§ **Supplied material**
^^^^

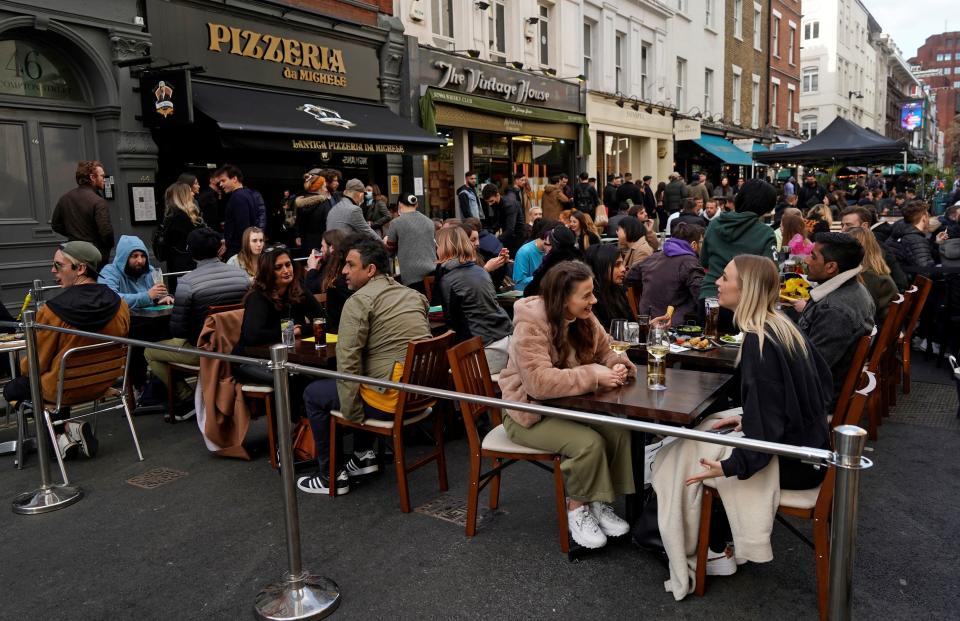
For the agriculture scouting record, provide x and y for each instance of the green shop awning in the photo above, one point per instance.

^^^^

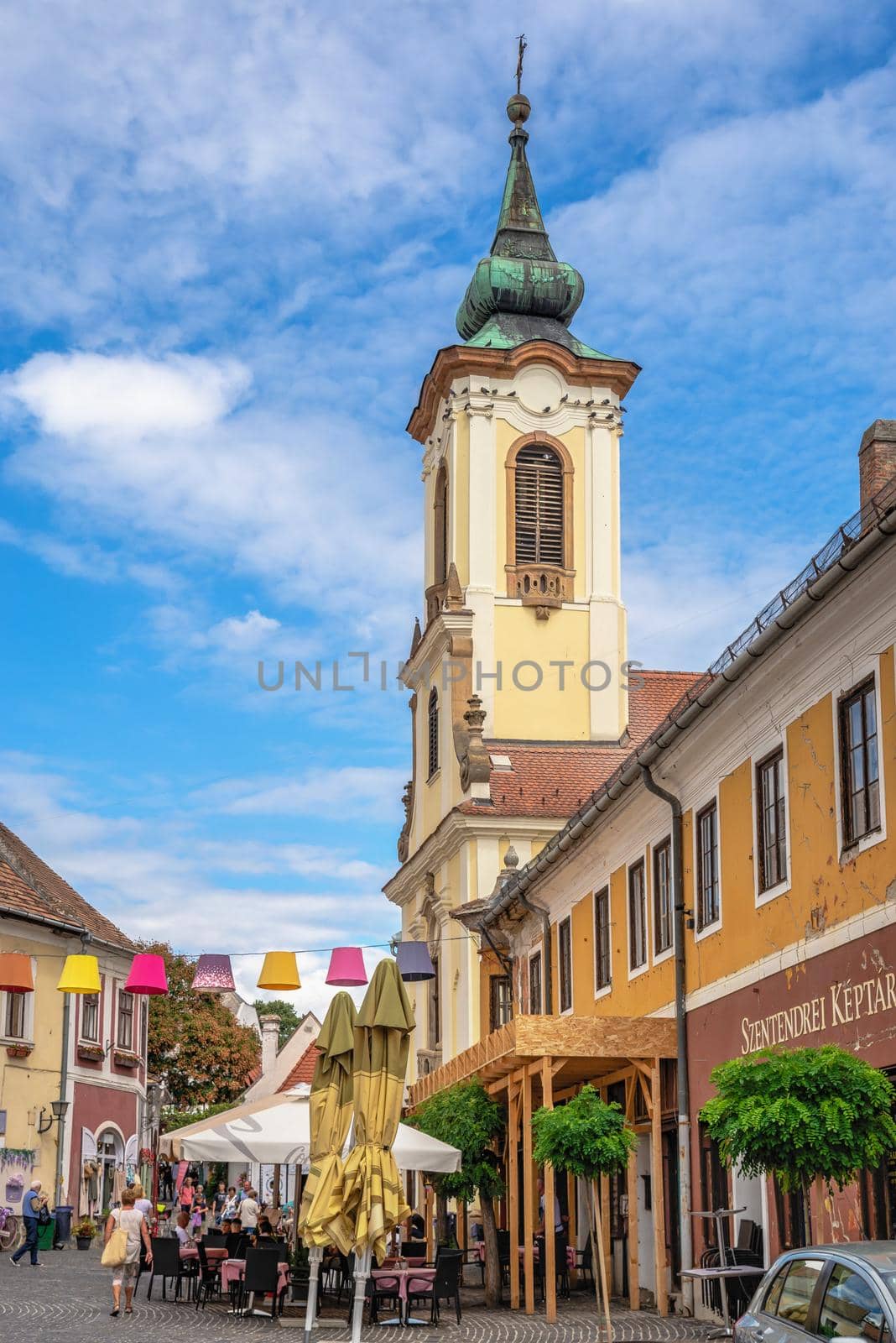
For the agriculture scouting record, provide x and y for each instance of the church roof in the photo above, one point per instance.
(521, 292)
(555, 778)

^^^^

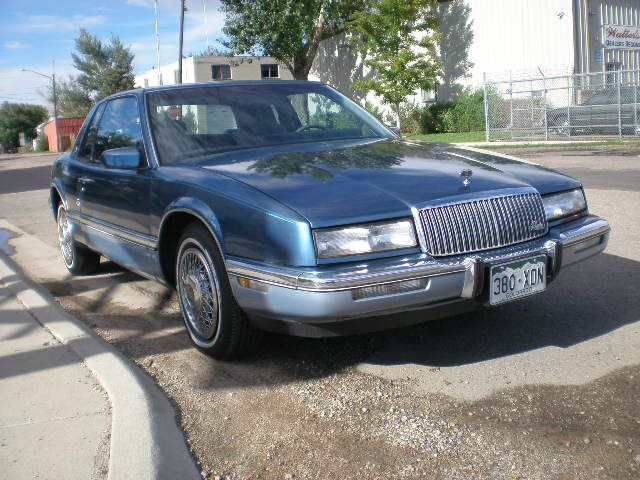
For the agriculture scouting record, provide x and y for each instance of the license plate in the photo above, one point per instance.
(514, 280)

^^^^

§ **The exercise**
Please return every line of the material above that contains the string "scouting".

§ **Problem solution**
For the agriculture scouting record, provide x and y for each instance of the green shop awning in the photo above, one point per instance.
For the agriculture scouting record, provide x and y for each instance of the church roof in the photo above, one point per instance.
For the agriculture scouting record, provide x and y for each instance of the license plate in the photo above, one point per instance.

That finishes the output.